What is expected:
From the first line to the last, output the entries exactly.

Information shown:
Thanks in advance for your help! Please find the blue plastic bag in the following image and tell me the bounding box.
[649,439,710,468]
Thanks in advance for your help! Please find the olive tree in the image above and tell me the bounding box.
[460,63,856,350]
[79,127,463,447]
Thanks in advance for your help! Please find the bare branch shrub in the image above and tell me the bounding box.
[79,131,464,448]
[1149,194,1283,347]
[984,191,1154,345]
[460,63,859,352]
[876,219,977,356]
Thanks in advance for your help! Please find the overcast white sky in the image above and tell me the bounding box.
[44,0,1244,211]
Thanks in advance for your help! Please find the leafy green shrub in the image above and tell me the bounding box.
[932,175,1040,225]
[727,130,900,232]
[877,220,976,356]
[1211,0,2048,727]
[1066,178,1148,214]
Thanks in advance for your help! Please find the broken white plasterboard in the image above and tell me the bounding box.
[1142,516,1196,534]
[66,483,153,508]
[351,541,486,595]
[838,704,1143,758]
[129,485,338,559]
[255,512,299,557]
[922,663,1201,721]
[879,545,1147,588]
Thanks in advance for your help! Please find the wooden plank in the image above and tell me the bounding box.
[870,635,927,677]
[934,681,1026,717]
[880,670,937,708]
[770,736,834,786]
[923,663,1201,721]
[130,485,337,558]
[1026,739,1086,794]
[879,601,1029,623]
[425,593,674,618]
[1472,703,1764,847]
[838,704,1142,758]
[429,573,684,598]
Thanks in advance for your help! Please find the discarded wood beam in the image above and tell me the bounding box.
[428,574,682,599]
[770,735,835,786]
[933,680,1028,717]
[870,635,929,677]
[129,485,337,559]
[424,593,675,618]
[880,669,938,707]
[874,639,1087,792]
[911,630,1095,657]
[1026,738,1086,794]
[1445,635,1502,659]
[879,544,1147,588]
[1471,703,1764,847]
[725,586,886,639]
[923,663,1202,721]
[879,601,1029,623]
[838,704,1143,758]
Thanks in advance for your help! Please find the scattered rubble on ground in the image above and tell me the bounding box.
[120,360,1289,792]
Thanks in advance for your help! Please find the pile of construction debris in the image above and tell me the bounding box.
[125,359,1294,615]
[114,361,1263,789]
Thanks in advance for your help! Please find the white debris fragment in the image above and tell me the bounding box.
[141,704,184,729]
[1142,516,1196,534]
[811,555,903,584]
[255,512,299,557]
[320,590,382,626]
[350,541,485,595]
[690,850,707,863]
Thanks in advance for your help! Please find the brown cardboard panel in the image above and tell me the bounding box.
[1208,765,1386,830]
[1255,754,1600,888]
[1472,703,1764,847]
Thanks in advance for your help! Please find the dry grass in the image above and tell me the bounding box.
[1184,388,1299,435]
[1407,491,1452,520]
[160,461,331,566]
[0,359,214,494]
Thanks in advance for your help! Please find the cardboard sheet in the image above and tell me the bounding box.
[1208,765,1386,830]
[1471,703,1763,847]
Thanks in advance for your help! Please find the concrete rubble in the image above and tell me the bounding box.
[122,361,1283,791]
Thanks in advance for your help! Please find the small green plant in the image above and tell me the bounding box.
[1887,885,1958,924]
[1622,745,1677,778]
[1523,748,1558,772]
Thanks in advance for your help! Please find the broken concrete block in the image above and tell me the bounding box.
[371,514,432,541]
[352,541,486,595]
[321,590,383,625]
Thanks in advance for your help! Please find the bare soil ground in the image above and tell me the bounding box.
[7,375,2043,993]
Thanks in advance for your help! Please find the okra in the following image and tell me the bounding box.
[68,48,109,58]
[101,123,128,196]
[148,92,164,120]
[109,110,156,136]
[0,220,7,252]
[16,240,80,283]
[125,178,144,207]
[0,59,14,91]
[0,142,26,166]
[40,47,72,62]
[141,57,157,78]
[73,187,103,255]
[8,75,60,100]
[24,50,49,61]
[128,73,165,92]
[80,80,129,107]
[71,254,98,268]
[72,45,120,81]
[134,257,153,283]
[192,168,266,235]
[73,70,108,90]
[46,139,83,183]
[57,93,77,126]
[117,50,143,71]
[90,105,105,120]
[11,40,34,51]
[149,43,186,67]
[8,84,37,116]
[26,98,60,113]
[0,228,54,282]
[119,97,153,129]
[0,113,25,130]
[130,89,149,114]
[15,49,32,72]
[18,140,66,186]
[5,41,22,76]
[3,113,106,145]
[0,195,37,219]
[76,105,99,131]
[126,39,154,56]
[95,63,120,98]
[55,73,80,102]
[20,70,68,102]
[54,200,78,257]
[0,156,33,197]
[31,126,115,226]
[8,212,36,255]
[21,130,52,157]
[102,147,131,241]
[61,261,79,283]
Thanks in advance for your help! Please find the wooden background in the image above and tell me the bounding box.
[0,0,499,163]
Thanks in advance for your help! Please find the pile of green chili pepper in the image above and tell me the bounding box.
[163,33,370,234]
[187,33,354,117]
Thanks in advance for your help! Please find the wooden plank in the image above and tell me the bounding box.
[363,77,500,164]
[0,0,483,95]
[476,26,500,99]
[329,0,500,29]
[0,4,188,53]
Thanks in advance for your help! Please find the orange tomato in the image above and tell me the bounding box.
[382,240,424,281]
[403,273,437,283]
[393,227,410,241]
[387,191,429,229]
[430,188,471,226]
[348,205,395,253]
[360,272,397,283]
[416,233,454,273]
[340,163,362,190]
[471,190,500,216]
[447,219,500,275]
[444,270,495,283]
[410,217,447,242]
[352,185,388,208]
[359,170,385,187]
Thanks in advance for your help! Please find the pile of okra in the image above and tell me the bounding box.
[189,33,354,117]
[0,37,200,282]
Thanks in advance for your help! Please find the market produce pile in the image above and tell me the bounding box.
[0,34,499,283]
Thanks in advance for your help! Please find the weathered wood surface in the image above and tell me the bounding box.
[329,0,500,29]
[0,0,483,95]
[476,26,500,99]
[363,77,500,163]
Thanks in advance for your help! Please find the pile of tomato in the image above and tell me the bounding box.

Task answer:
Thanks in advance for your help! Please find the blue plastic bag in the following image and tell me the bounding box.
[649,439,710,468]
Thanks in advance for your help! Please find the olive tree in the image above and tell me the bounding box.
[460,63,856,350]
[79,127,463,447]
Thanks in advance for your help! Please find the bare branch shrub in the image above and tell me the bounding box.
[79,131,464,448]
[1149,194,1283,347]
[984,191,1154,345]
[460,63,859,352]
[876,219,977,356]
Thanks in advance for your help! Please find the overcast white sky in the image above and tell me the bounding box.
[44,0,1244,211]
Thanks in advance for your help! Please find the leafy green shrub in the image above and tell me the bounding box.
[932,175,1040,225]
[727,130,900,232]
[877,220,976,356]
[1211,0,2048,727]
[1066,178,1148,214]
Thanks in advance for your help! Please find the broken white plasterboard in the image above and tell me the bounding box.
[1142,516,1196,534]
[66,483,153,508]
[351,541,486,595]
[838,704,1143,758]
[129,485,338,559]
[255,512,299,557]
[922,663,1201,721]
[879,545,1147,588]
Thanks in advance for your help! Please find the wooden plank in the image above and tell me the bounding box.
[870,635,927,677]
[934,681,1026,717]
[880,670,937,708]
[770,736,834,786]
[923,663,1201,721]
[130,485,337,558]
[1026,739,1086,794]
[879,601,1029,623]
[425,593,674,618]
[1472,703,1764,847]
[838,704,1142,758]
[429,573,684,598]
Thanks in advance for your help! Please find the discarded wood beam in the image above and tell me the bounding box.
[428,574,682,599]
[770,735,835,786]
[933,680,1028,717]
[870,635,929,677]
[129,485,337,559]
[424,593,675,618]
[880,669,938,707]
[874,639,1087,792]
[911,630,1095,657]
[1026,738,1086,794]
[1445,635,1502,659]
[879,544,1147,588]
[1471,703,1764,847]
[725,586,886,639]
[923,663,1202,721]
[879,601,1029,623]
[838,704,1143,758]
Thanks in advance for your help! Please find the scattered rubble on ground in the image above and tell me the bounding box.
[120,360,1289,792]
Thanks in advance for your help! Please find the pile of construction debris in the image above and tell me the bounding box.
[125,359,1294,615]
[114,361,1263,789]
Thanks in advance for your help! Please find the white debris fragment in the image above and tell me the bounding box.
[141,704,184,729]
[1142,516,1196,534]
[811,555,903,584]
[255,512,299,557]
[320,590,382,626]
[350,541,485,595]
[690,850,707,863]
Thanks in advance for your help! Please find the brown cardboard panel in the image above and tell me the bounding box.
[1208,765,1386,830]
[1255,754,1600,888]
[1472,703,1764,847]
Thanks in advance for your help! Please find the dry grass in the image above and tell me the bounding box.
[1184,388,1299,435]
[1407,491,1452,520]
[160,461,331,566]
[0,359,214,494]
Thanks in advance for your help! Please find the cardboard sheet in the image above and tell me the bounding box.
[1208,765,1386,830]
[1471,703,1763,847]
Thanks in advance for your help! Please find the concrete rubble in the image above and tell me the bounding box.
[122,361,1283,791]
Thanks in advance for your help! Please find the small green plant in the image above and tell me the bounding box.
[1887,885,1958,924]
[1622,745,1677,778]
[1523,748,1558,772]
Thanks in advance for your help! Please find the broken concrete block in the image above and tell me the bounding box.
[371,514,432,541]
[352,541,486,595]
[321,590,383,625]
Thanks in advance for your help! Please find the bare soil ground in the image above and tell me the bounding box.
[7,375,2043,993]
Thanks in advance for your help! Please find the okra in the following image and tell me the bounding box.
[68,48,109,58]
[101,123,128,196]
[148,92,164,120]
[109,110,156,136]
[0,220,7,252]
[16,240,80,283]
[125,178,144,207]
[0,59,14,91]
[0,142,26,166]
[40,47,72,62]
[141,57,157,78]
[73,187,103,255]
[8,75,60,100]
[24,50,49,61]
[128,73,165,92]
[80,80,129,107]
[71,254,98,268]
[72,45,120,81]
[134,257,153,283]
[192,168,266,235]
[73,70,108,90]
[46,139,83,183]
[57,93,77,126]
[117,50,143,71]
[90,105,105,120]
[11,40,34,51]
[149,43,186,67]
[8,84,37,116]
[26,98,60,113]
[0,228,54,282]
[119,97,153,129]
[0,113,25,130]
[130,89,149,114]
[15,49,32,72]
[18,140,66,186]
[5,41,22,76]
[3,113,106,145]
[0,195,37,219]
[76,105,99,131]
[126,39,154,56]
[95,63,120,98]
[55,73,80,102]
[20,70,68,102]
[54,200,78,257]
[0,156,33,197]
[31,126,115,226]
[8,212,36,255]
[21,130,52,157]
[102,147,131,241]
[61,261,79,283]
Thanks in advance for your help! Please find the wooden background in the image above and tell me the bounding box.
[0,0,499,163]
Thanks in advance for your help! Please find the pile of green chili pepper in the image above and tell me the bounding box.
[163,33,370,234]
[187,33,354,117]
Thanks in advance for your help! Please find the wooden plank in the image above and tell me the bounding box.
[363,77,500,164]
[0,0,483,95]
[476,26,500,99]
[329,0,500,29]
[0,4,188,53]
Thanks in advance for your help! Please find the orange tomato in the image above and tell me the bounding box.
[382,240,424,281]
[403,273,437,283]
[393,227,410,241]
[387,191,429,229]
[430,188,471,226]
[348,205,395,253]
[360,272,397,283]
[416,233,454,273]
[340,163,362,190]
[471,190,500,216]
[447,219,500,275]
[444,270,495,283]
[410,217,447,242]
[352,185,388,208]
[359,170,385,187]
Thanks in advance for your help! Please find the pile of okra in the image above and tell me the bounding box.
[189,33,354,117]
[0,37,200,282]
Thanks in advance for your help! Please find the market produce pile in the image above and tell me the bounding box.
[0,34,499,283]
Thanks in advance for your help! Please find the weathered wood surface in the image above and tell me the bounding box.
[329,0,500,29]
[0,0,483,95]
[476,26,500,99]
[363,77,500,163]
Thanks in advance for your help! Please find the pile of tomato in the image above and tell me the bounding box.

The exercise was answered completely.